'''

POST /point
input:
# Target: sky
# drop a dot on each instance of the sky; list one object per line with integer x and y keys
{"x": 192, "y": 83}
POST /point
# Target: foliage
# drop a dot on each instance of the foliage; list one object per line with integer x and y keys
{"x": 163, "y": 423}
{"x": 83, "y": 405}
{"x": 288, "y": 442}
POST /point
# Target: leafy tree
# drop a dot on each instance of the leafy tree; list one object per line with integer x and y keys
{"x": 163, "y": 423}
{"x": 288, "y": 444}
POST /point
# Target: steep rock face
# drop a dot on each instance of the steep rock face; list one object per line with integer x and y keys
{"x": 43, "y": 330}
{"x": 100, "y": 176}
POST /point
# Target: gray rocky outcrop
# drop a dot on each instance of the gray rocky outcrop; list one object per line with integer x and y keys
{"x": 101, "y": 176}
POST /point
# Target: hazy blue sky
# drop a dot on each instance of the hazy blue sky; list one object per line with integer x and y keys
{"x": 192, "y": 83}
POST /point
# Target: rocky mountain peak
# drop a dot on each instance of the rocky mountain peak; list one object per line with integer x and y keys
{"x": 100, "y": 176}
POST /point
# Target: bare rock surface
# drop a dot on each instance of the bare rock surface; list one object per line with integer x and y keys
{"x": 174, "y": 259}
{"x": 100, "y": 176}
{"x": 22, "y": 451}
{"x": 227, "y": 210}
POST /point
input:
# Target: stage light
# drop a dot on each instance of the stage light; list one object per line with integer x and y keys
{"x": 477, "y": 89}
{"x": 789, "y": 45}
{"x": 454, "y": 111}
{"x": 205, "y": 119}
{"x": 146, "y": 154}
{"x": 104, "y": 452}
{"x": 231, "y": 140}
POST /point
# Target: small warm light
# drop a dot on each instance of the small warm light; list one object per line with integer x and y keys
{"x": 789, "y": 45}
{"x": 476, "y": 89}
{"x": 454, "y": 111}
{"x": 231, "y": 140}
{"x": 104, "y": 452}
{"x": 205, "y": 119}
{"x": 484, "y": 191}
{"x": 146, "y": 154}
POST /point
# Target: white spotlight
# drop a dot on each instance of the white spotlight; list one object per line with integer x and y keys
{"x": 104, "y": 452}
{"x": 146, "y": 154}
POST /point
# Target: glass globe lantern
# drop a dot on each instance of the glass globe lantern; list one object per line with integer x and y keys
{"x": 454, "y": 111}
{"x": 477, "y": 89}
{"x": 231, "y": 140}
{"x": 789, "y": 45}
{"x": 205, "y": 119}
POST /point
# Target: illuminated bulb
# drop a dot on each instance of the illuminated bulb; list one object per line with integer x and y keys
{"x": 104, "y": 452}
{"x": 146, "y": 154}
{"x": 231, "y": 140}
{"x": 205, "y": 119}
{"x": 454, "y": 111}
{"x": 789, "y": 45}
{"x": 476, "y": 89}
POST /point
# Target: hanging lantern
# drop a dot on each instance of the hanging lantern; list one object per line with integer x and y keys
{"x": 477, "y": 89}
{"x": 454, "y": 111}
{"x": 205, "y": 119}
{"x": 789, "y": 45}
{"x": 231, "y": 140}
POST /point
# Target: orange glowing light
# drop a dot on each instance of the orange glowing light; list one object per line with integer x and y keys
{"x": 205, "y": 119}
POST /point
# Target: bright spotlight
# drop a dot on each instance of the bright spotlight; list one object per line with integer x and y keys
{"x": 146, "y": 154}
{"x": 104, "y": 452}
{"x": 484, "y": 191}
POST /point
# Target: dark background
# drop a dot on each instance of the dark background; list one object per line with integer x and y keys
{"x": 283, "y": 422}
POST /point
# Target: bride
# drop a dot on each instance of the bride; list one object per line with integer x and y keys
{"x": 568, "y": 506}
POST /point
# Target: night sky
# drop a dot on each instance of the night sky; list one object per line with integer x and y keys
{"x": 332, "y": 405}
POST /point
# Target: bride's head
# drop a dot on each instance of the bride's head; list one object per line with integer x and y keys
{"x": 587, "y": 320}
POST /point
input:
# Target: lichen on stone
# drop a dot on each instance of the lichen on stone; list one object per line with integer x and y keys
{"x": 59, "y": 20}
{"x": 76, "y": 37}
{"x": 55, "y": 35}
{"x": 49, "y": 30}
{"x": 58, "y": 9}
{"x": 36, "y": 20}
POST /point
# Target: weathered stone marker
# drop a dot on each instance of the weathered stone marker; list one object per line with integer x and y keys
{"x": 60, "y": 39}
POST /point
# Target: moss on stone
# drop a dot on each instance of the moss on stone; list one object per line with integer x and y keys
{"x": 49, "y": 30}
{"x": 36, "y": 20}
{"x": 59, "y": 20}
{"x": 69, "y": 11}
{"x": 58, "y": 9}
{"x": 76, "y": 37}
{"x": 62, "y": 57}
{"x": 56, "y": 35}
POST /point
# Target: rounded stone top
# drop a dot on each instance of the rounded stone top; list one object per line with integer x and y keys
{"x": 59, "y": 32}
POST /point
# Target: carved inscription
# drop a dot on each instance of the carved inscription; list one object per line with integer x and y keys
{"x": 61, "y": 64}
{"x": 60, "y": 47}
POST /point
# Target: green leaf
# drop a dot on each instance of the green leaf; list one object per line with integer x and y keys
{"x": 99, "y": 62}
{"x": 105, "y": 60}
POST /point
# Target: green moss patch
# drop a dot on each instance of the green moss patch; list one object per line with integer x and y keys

'''

*WRITTEN TASK:* Repeat every line of the records above exactly.

*EXERCISE RESULT:*
POST /point
input:
# Target: sky
# drop a dot on each instance of the sky; list one object per line with integer x and y keys
{"x": 192, "y": 83}
POST /point
# Target: foliage
# drop a dot on each instance of the foliage; list one object per line with integer x and y keys
{"x": 163, "y": 423}
{"x": 83, "y": 405}
{"x": 288, "y": 442}
POST /point
# Target: leafy tree
# drop a dot on each instance of the leafy tree; list one object per line with integer x and y keys
{"x": 163, "y": 423}
{"x": 288, "y": 444}
POST /point
# Target: steep rock face
# drop a dot on each instance of the steep rock face; list one object per line with integer x and y keys
{"x": 43, "y": 330}
{"x": 100, "y": 176}
POST /point
# Target: gray rocky outcrop
# drop a dot on each instance of the gray rocky outcrop; list one object per line with integer x and y keys
{"x": 101, "y": 176}
POST /point
# Target: hazy blue sky
# drop a dot on each instance of the hazy blue sky; list one object per line with integer x and y keys
{"x": 192, "y": 83}
POST /point
# Target: rocky mountain peak
# drop a dot on each instance of the rocky mountain peak; list one object per line with integer x and y keys
{"x": 100, "y": 176}
POST /point
# Target: bare rock surface
# drop a dot on each instance of the bare rock surface; list one object per line with integer x and y keys
{"x": 174, "y": 259}
{"x": 100, "y": 176}
{"x": 22, "y": 451}
{"x": 227, "y": 210}
POST /point
input:
# Target: stage light
# drop a dot on each instance of the stage light; list one object per line with integer x and y keys
{"x": 477, "y": 89}
{"x": 789, "y": 45}
{"x": 454, "y": 111}
{"x": 205, "y": 119}
{"x": 146, "y": 154}
{"x": 104, "y": 452}
{"x": 231, "y": 140}
POST /point
# Target: small warm light
# drop a dot on each instance of the small warm light; list one object per line with integer x and y keys
{"x": 789, "y": 45}
{"x": 476, "y": 89}
{"x": 454, "y": 111}
{"x": 231, "y": 140}
{"x": 104, "y": 452}
{"x": 205, "y": 119}
{"x": 484, "y": 191}
{"x": 146, "y": 154}
POST /point
# Target: white spotlight
# drop a dot on each instance of the white spotlight; list one object per line with integer x and y keys
{"x": 104, "y": 452}
{"x": 146, "y": 154}
POST /point
# Target: glass globe lantern
# drop a dot on each instance of the glass globe lantern; list one object per line with integer x and y keys
{"x": 454, "y": 111}
{"x": 477, "y": 89}
{"x": 231, "y": 140}
{"x": 789, "y": 45}
{"x": 205, "y": 119}
POST /point
# Target: illuminated bulb
# drop a dot on each instance of the illuminated bulb; list one object per line with integer x and y keys
{"x": 104, "y": 452}
{"x": 146, "y": 154}
{"x": 231, "y": 140}
{"x": 205, "y": 119}
{"x": 454, "y": 111}
{"x": 789, "y": 45}
{"x": 476, "y": 89}
POST /point
# Target: hanging lantern
# drop a dot on each instance of the hanging lantern; list one object per line with integer x and y keys
{"x": 477, "y": 89}
{"x": 454, "y": 111}
{"x": 205, "y": 119}
{"x": 789, "y": 45}
{"x": 231, "y": 140}
POST /point
# Target: orange glowing light
# drop a dot on each instance of the orange glowing light; list one object per line with integer x and y keys
{"x": 205, "y": 119}
POST /point
# Target: bright spotlight
# drop a dot on each instance of the bright spotlight; list one object per line with integer x and y keys
{"x": 146, "y": 154}
{"x": 104, "y": 452}
{"x": 484, "y": 191}
POST /point
# Target: dark background
# drop a dot on each instance of the dark background; list one object per line with integer x and y keys
{"x": 283, "y": 422}
POST /point
# Target: bride
# drop a dot on each instance of the bride; list one object per line with integer x and y keys
{"x": 568, "y": 506}
POST /point
# Target: night sky
# drop a dot on each instance of the night sky; list one object per line with integer x and y keys
{"x": 332, "y": 405}
POST /point
# Target: bride's head
# drop a dot on each instance of the bride's head; list one object per line with integer x and y keys
{"x": 587, "y": 320}
POST /point
input:
# Target: lichen on stone
# drop a dot on each instance of the lichen on stone; list one object per line with integer x and y keys
{"x": 59, "y": 20}
{"x": 76, "y": 37}
{"x": 55, "y": 35}
{"x": 49, "y": 30}
{"x": 58, "y": 9}
{"x": 36, "y": 20}
POST /point
# Target: weathered stone marker
# drop a dot on each instance of the weathered stone marker; list one object per line with integer x and y keys
{"x": 60, "y": 39}
POST /point
# Target: moss on stone
# drop a dot on each instance of the moss on stone; list one object per line with integer x and y keys
{"x": 49, "y": 30}
{"x": 36, "y": 20}
{"x": 59, "y": 20}
{"x": 69, "y": 11}
{"x": 58, "y": 9}
{"x": 76, "y": 37}
{"x": 62, "y": 57}
{"x": 56, "y": 35}
POST /point
# Target: rounded stone top
# drop a dot on each instance of the rounded stone top; list one object per line with integer x and y keys
{"x": 59, "y": 32}
POST /point
# Target: carved inscription
# drop a dot on each instance of the carved inscription; list one object per line with integer x and y keys
{"x": 61, "y": 64}
{"x": 60, "y": 47}
POST /point
# Target: green leaf
# drop a dot on each instance of the green leaf; list one object per line with integer x and y keys
{"x": 99, "y": 62}
{"x": 105, "y": 60}
POST /point
# Target: green moss patch
# drop a dot on each instance of the green moss patch; list one object per line with integer x and y keys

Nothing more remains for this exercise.